→ LANGKAH KERJA:
A. Ulangi tanpa perubahan bagian teks tentang penutupan gerai Giant, mulai dari "Kini masyarakat lebih" sampai dengan "serta Hero Supermarket.".
B. Teruskan teks tentang penutupan gerai Giant oleh Hero Group, dimulai setelah kalimat terakhirnya.

*** TEKS UNTUK DIANALISIS

Kini masyarakat lebih banyak memanfaatkan platform belanja online. Atau mereka lebih berhemat dengan berbelanja di gerai-gerai minimarket yang kini gencar memberikan beragam promo. Alhasil ritel besar seperti Giant semakin terhantam.
Akhirnya, Hero Group memutuskan menutup 359 gerainnya di seluruh Indonesia. Mereka mengaku ke depan akan lebih fokus pada merek dagang untuk kalangan menengah atas seperti IKEA, Guardian dan Hero Supermarket. Merek dagang tersebut dinilai memiliki potensi pertumbuhan lebih tinggi dibanding Giant.
"Kami tetap meyakini sektor peralatan rumah tangga, kesehatan dan kecantikan, serta keperluan sehari-hari untuk kelas atas memiliki potensi pertumbuhan yang tinggi," ujar Presiden Direktur Hero Supermarket Patrik Lindvall dalam siaran persnya beberapa waktu lalu. Hero Group pun berencana melipat gandakan gerai IKEA dan Guardian serta Hero Supermarket.

******
*** DATA

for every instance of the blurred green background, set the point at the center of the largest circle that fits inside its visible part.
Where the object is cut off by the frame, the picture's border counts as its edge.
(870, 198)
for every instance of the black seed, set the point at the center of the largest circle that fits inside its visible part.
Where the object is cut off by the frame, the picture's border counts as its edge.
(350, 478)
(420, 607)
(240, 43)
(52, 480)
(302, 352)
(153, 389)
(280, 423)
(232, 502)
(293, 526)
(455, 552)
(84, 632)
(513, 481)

******

→ JAWABAN SETIAP TUGAS:
A.
Kini masyarakat lebih banyak memanfaatkan platform belanja online. Atau mereka lebih berhemat dengan berbelanja di gerai-gerai minimarket yang kini gencar memberikan beragam promo. Alhasil ritel besar seperti Giant semakin terhantam.
Akhirnya, Hero Group memutuskan menutup 359 gerainnya di seluruh Indonesia. Mereka mengaku ke depan akan lebih fokus pada merek dagang untuk kalangan menengah atas seperti IKEA, Guardian dan Hero Supermarket. Merek dagang tersebut dinilai memiliki potensi pertumbuhan lebih tinggi dibanding Giant.
"Kami tetap meyakini sektor peralatan rumah tangga, kesehatan dan kecantikan, serta keperluan sehari-hari untuk kelas atas memiliki potensi pertumbuhan yang tinggi," ujar Presiden Direktur Hero Supermarket Patrik Lindvall dalam siaran persnya beberapa waktu lalu. Hero Group pun berencana melipat gandakan gerai IKEA dan Guardian serta Hero Supermarket.

B.
Sementara menurut Head of Corporate and Consumer Affairs PT Hero Supermarket Tbk Diky Risbianto, gerai Giant di seluruh Indonesia bakal ditutup permanen pada akhir Juli 2021. Tapi Hero Group berjanji akan "memastikan proses yang adil" bagi seluruh mitra bisnis mereka, termasuk para karyawan. Mereka akan diberikan kompensasi terkait penutupan Giant ini. Bahkan menurut Diky, Hero Group mempersilakan karyawan Giant melamar kembali ke unit perusahaan Hero lainnya.
Namun dari ribuan karyawan, tentu tak semua akan bisa lolos lagi melamar ke unit usaha Hero lainnya bukan? Semoga ini bukan sekadar janji manis belaka dari manajemen. Sebab tentu ada nasib ribuan karyawan dan puluhan ribu keluarga mereka yang terdampak keputusan penutupan Giant ini. Kebayangkan, di masa pandemi mereka harus semakin keras berjuang dengan pemutusan hubungan kerja ini.
Belum lagi mereka-mereka yang mungkin sudah tidak muda lagi. Kesempatan mendapatkan pekerjaan baru tentu semakin berat. Semoga Hero Group benar-benar memperhatikan hal tersebut, sehingga bisa memberikan kompensasi yang layak untuk para karyawannnya.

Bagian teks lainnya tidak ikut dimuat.